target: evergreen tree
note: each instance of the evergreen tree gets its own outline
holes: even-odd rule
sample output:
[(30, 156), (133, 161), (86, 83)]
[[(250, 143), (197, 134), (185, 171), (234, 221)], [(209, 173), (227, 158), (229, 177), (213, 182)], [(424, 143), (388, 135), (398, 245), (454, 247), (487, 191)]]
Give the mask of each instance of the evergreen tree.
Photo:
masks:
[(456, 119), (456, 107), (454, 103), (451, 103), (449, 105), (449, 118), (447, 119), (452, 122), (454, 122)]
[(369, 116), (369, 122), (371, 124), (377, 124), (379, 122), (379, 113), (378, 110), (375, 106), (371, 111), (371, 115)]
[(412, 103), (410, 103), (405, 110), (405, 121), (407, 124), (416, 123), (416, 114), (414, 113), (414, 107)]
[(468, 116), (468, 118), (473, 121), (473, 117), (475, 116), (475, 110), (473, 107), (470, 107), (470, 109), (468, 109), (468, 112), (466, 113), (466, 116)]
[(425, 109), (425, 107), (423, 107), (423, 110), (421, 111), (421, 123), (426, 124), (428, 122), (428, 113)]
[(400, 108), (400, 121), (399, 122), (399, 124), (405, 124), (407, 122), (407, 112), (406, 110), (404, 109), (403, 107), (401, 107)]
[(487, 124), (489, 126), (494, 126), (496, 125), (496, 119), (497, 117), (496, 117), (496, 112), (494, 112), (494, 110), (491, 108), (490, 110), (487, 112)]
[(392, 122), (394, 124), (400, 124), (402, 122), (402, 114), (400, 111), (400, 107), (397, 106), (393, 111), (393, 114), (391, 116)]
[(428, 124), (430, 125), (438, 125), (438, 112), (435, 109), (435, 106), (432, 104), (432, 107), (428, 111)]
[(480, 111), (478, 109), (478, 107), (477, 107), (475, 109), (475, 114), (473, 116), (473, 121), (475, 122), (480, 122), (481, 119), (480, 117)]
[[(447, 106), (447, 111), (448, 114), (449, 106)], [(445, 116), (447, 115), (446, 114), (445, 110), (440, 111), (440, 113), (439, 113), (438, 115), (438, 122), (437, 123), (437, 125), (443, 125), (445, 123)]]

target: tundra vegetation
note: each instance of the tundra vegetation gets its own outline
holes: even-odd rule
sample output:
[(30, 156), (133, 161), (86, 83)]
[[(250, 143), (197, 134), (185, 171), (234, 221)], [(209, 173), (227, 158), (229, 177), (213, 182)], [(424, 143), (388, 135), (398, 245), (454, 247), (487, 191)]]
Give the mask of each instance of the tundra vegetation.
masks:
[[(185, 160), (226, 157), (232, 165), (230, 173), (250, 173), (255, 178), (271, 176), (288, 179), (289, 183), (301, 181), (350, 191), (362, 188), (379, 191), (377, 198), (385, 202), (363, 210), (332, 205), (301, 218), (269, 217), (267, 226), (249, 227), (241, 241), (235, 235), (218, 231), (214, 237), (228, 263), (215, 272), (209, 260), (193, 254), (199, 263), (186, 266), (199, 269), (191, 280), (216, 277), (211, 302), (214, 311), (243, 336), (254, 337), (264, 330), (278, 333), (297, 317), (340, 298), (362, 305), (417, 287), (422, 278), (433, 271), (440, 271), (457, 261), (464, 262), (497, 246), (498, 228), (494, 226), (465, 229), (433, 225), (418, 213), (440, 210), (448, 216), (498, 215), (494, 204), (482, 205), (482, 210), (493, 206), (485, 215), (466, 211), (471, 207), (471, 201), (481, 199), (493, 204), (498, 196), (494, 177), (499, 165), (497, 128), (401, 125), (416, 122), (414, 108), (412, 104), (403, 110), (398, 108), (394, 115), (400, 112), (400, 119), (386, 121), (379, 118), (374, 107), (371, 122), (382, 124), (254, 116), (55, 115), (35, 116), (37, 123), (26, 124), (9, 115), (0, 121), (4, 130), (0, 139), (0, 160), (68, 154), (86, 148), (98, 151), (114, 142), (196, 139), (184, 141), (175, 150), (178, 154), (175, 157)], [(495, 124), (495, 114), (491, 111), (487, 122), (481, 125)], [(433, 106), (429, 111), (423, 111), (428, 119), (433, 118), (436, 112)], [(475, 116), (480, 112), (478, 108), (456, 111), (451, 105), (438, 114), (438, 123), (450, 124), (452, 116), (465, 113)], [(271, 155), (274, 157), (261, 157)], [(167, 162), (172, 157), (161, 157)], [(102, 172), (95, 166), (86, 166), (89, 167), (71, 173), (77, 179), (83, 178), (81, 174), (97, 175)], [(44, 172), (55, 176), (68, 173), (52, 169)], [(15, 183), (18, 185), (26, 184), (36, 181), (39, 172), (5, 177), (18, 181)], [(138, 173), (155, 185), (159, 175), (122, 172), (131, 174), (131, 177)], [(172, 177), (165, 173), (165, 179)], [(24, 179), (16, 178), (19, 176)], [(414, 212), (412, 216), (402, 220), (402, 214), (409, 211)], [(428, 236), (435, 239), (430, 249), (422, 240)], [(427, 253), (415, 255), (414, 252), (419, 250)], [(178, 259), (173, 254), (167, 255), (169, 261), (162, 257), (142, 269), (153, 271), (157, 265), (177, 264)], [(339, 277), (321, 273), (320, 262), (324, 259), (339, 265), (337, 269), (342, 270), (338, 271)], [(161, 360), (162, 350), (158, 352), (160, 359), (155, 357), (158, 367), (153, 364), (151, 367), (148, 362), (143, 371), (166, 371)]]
══════════════════════════════
Can you rewrite all of the items above, changing each "outline" to "polygon" and leaving everything else unchanged?

target: evergreen tree
note: each instance of the evergreen tree gets its own polygon
holes: even-odd rule
sample output:
[(30, 156), (133, 161), (86, 83)]
[[(250, 143), (197, 134), (185, 171), (234, 221)], [(209, 173), (227, 158), (229, 177), (213, 182)], [(424, 143), (388, 135), (398, 245), (454, 247), (487, 191)]]
Give the mask of each instance of the evergreen tree.
Photo:
masks:
[(456, 119), (456, 107), (454, 103), (451, 103), (449, 105), (449, 118), (447, 119), (452, 122), (454, 122)]
[(369, 116), (369, 122), (371, 124), (377, 124), (379, 122), (379, 113), (378, 110), (375, 106), (371, 111), (371, 115)]
[(412, 103), (410, 103), (405, 110), (405, 121), (407, 124), (416, 123), (416, 114), (414, 113), (414, 107)]
[(468, 116), (468, 118), (473, 121), (473, 117), (475, 116), (475, 110), (473, 107), (470, 107), (470, 109), (468, 109), (468, 112), (466, 113), (466, 116)]
[(425, 109), (425, 107), (423, 107), (423, 110), (421, 111), (421, 123), (426, 124), (428, 122), (428, 113)]
[(400, 108), (400, 121), (399, 122), (399, 124), (405, 124), (407, 122), (407, 112), (406, 110), (404, 109), (403, 107), (401, 107)]
[(487, 124), (489, 126), (494, 126), (496, 125), (496, 119), (497, 117), (496, 117), (496, 112), (494, 112), (494, 110), (491, 108), (490, 110), (487, 112)]
[(392, 122), (394, 124), (400, 124), (402, 122), (402, 114), (400, 111), (400, 107), (397, 106), (393, 111), (393, 114), (391, 116)]
[(428, 124), (430, 125), (438, 125), (438, 112), (435, 109), (435, 106), (432, 104), (432, 107), (428, 111)]
[(480, 111), (478, 109), (478, 107), (477, 107), (475, 109), (475, 114), (473, 116), (473, 121), (475, 122), (480, 122), (481, 119), (480, 117)]
[[(447, 106), (447, 111), (448, 114), (449, 106)], [(445, 116), (447, 115), (446, 114), (445, 110), (440, 111), (440, 113), (439, 113), (438, 115), (438, 122), (437, 123), (437, 125), (443, 125), (445, 123)]]

target: tundra vegetation
note: each instance of the tundra vegetation gets its own polygon
holes: even-odd rule
sample output:
[(30, 156), (133, 161), (86, 83)]
[[(250, 143), (197, 134), (185, 171), (234, 221)], [(209, 173), (227, 158), (229, 177), (213, 182)], [(424, 143), (388, 135), (398, 245), (454, 247), (487, 191)]]
Give the mask of each instance of the tundra vegetation.
masks:
[[(185, 160), (226, 157), (232, 165), (230, 173), (250, 173), (255, 178), (271, 176), (288, 179), (289, 183), (301, 181), (350, 191), (362, 188), (379, 191), (377, 198), (385, 202), (363, 210), (332, 205), (301, 218), (269, 217), (267, 226), (249, 227), (241, 241), (235, 235), (218, 231), (214, 237), (228, 263), (215, 272), (209, 260), (193, 254), (199, 263), (186, 266), (199, 269), (191, 280), (216, 277), (211, 302), (214, 311), (243, 336), (254, 337), (264, 330), (278, 333), (297, 317), (340, 298), (362, 305), (417, 287), (422, 278), (433, 271), (440, 271), (457, 261), (464, 262), (497, 246), (498, 228), (494, 226), (465, 229), (433, 225), (418, 213), (440, 210), (448, 216), (498, 215), (494, 204), (482, 205), (482, 210), (493, 206), (485, 215), (466, 211), (471, 207), (471, 201), (481, 199), (493, 204), (498, 196), (494, 177), (499, 165), (497, 128), (401, 125), (416, 122), (414, 108), (412, 104), (403, 110), (398, 108), (394, 115), (400, 112), (400, 119), (386, 121), (379, 118), (374, 107), (371, 122), (382, 124), (254, 116), (55, 115), (35, 116), (37, 123), (26, 124), (9, 115), (0, 121), (4, 130), (0, 139), (0, 160), (68, 154), (86, 148), (98, 151), (114, 142), (196, 139), (184, 141), (175, 150), (178, 154), (175, 157)], [(495, 124), (495, 114), (491, 111), (487, 122), (481, 125)], [(433, 106), (429, 111), (423, 111), (428, 119), (433, 118), (436, 112)], [(475, 116), (480, 112), (478, 108), (456, 111), (451, 105), (438, 114), (438, 123), (450, 124), (452, 116), (465, 113)], [(271, 155), (274, 157), (261, 157)], [(167, 162), (172, 157), (161, 157)], [(102, 172), (95, 166), (86, 166), (89, 167), (71, 173), (77, 179), (83, 178), (81, 174), (97, 175)], [(44, 172), (55, 176), (68, 173), (52, 169)], [(15, 183), (18, 185), (26, 184), (36, 181), (39, 172), (5, 177), (18, 181)], [(138, 173), (155, 185), (159, 175), (122, 172), (131, 174), (131, 177)], [(172, 177), (165, 173), (165, 179)], [(24, 179), (16, 178), (19, 176)], [(414, 212), (412, 216), (402, 220), (402, 214), (409, 211)], [(428, 236), (435, 239), (430, 249), (422, 240)], [(427, 253), (415, 255), (414, 252), (419, 250)], [(178, 259), (173, 254), (167, 255), (169, 261), (162, 257), (142, 269), (153, 271), (157, 265), (177, 264)], [(339, 277), (321, 273), (320, 262), (324, 259), (339, 265), (337, 269), (342, 270), (338, 271)], [(161, 360), (162, 350), (158, 352), (160, 359), (155, 357), (158, 367), (153, 364), (151, 367), (148, 362), (143, 371), (166, 371)]]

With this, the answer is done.